Your assignment |
All lines from the one containing "If you could put a point on the white siding" to the end of the entries below must be output exactly, and no other lines.

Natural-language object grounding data
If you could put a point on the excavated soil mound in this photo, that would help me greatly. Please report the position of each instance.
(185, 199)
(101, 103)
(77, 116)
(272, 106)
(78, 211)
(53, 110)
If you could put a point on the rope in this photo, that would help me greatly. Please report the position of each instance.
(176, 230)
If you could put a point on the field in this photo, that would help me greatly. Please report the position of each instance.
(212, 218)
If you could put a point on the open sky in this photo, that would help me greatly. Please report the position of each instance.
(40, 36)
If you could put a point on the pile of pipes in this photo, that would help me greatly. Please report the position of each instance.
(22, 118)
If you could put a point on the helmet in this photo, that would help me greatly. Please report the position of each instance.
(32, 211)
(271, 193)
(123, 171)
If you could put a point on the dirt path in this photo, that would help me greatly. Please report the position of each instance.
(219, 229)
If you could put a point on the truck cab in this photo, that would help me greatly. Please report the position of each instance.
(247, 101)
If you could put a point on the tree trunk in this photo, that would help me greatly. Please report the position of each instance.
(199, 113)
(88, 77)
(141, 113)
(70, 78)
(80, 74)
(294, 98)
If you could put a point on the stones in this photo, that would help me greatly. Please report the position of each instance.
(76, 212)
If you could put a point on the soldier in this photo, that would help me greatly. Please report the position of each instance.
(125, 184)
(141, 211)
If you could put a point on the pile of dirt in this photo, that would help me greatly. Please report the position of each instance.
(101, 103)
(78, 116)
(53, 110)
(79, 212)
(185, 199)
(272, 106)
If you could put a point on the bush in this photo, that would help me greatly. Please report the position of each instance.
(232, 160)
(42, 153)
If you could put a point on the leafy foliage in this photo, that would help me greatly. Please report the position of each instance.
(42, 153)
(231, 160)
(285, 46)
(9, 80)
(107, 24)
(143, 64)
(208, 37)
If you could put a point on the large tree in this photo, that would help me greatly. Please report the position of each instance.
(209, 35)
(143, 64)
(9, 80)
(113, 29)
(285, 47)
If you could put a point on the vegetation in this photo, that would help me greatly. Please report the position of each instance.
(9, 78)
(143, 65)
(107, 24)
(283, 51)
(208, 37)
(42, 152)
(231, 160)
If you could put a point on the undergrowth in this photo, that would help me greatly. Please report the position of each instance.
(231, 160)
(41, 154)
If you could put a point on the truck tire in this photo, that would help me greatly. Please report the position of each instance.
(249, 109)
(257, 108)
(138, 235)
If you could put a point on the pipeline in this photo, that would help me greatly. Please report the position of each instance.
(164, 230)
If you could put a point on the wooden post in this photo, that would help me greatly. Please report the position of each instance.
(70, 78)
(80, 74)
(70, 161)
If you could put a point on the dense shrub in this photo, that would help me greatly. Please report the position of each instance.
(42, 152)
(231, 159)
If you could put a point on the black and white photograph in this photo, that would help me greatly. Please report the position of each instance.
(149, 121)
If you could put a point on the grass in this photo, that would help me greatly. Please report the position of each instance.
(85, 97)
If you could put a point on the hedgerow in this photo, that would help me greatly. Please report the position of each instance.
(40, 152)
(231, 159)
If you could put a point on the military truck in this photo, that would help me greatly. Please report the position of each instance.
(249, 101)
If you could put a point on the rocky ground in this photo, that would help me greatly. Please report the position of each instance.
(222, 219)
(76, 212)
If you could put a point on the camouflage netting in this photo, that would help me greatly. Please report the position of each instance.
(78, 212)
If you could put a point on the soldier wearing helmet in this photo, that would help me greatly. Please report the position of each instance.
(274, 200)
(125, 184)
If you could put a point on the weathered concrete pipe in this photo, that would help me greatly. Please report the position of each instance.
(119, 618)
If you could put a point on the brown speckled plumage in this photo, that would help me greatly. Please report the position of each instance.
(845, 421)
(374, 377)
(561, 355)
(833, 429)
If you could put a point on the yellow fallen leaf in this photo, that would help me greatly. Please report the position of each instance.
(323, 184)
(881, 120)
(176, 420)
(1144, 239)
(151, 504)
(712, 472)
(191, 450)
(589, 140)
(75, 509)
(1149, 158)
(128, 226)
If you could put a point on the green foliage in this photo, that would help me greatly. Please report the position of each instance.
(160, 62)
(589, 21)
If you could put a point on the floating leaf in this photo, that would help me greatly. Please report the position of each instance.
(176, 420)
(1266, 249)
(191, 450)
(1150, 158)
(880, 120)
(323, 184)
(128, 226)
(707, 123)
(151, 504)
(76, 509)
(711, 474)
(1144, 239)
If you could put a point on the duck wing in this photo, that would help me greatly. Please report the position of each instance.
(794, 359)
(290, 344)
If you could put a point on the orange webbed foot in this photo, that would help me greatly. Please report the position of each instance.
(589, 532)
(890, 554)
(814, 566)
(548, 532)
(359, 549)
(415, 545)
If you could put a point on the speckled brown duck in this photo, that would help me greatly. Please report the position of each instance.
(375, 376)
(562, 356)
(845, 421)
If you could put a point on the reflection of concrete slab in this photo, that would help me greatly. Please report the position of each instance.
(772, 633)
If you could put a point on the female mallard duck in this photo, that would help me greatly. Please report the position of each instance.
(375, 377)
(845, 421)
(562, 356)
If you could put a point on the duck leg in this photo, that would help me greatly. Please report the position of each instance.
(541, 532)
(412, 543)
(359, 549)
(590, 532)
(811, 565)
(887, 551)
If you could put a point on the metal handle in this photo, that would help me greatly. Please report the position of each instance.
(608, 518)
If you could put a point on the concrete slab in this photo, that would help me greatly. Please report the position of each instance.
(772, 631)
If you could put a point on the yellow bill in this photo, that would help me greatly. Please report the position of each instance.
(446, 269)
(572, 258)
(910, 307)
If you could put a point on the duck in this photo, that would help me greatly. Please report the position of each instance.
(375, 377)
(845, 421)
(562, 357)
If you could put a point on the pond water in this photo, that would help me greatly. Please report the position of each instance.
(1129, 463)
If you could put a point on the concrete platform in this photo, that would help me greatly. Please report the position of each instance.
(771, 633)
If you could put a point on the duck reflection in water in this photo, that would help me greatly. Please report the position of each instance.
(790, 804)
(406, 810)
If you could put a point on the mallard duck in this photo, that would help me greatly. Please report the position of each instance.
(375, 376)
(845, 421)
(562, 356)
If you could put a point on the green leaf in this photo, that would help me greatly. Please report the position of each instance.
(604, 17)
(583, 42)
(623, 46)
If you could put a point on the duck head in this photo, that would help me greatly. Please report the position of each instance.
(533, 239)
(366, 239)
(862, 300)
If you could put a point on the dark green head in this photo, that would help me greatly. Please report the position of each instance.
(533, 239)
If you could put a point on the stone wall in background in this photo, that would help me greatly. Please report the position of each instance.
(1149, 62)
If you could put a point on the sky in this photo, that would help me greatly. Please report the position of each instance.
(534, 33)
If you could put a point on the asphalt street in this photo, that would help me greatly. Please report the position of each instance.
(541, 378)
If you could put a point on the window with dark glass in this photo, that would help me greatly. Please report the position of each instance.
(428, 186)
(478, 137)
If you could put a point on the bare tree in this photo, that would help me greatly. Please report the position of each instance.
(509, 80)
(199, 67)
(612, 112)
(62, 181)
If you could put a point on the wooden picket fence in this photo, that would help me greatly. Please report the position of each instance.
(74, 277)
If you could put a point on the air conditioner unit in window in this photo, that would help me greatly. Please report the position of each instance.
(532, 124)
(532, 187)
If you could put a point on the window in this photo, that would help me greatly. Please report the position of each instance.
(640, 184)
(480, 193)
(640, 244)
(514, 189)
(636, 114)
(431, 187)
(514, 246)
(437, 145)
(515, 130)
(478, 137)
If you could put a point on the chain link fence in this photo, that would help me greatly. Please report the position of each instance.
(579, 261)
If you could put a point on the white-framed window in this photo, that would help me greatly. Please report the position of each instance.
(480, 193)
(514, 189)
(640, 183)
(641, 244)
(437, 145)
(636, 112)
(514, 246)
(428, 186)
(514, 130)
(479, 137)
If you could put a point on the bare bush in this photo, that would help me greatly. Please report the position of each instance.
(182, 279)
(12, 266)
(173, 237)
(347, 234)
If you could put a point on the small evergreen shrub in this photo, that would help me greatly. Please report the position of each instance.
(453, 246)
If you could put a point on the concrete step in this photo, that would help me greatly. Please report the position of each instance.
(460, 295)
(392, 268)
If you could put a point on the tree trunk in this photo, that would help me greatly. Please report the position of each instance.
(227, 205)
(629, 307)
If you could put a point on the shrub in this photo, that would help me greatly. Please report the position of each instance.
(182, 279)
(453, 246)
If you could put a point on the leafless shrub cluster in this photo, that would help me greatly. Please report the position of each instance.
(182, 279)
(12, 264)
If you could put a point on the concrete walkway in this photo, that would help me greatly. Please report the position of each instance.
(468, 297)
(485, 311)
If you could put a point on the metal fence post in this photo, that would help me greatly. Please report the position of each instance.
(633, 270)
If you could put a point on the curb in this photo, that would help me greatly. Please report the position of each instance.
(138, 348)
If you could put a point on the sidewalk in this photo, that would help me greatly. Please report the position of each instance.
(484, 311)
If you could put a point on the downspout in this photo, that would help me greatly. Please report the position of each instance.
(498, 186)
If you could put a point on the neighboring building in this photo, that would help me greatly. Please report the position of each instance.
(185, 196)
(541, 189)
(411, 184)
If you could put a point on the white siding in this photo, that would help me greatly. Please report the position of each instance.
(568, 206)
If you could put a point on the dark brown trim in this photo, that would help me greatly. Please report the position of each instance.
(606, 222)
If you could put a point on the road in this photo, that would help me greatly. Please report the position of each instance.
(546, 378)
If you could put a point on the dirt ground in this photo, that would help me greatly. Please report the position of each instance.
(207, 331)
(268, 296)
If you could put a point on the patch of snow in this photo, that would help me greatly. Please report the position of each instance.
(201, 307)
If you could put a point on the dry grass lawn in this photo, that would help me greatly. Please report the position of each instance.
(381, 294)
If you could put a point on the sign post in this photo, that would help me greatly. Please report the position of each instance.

Exercise solution |
If you could put a point on the white siding in this photo, that would help me greatly. Please report the position of each instance.
(568, 206)
If you could put a point on the dark brown trim in this photo, that would help me greatly. Please report the position of each instance.
(606, 222)
If you could put a point on the road in this photo, that would help me greatly. Please report the position of each instance.
(546, 378)
If you could put a point on the dirt ground in this photo, that would help me greatly. Please report the position of each instance.
(207, 331)
(268, 296)
If you could put a point on the patch of snow in this photo, that would help me greatly. Please report the position of each instance.
(201, 307)
If you could put a point on the dry grass lawn in this photo, that would help me greatly. Please report the position of each instance.
(381, 294)
If you could put a point on the sign post in this photo, that would help me greatly. Please report the position of each instance.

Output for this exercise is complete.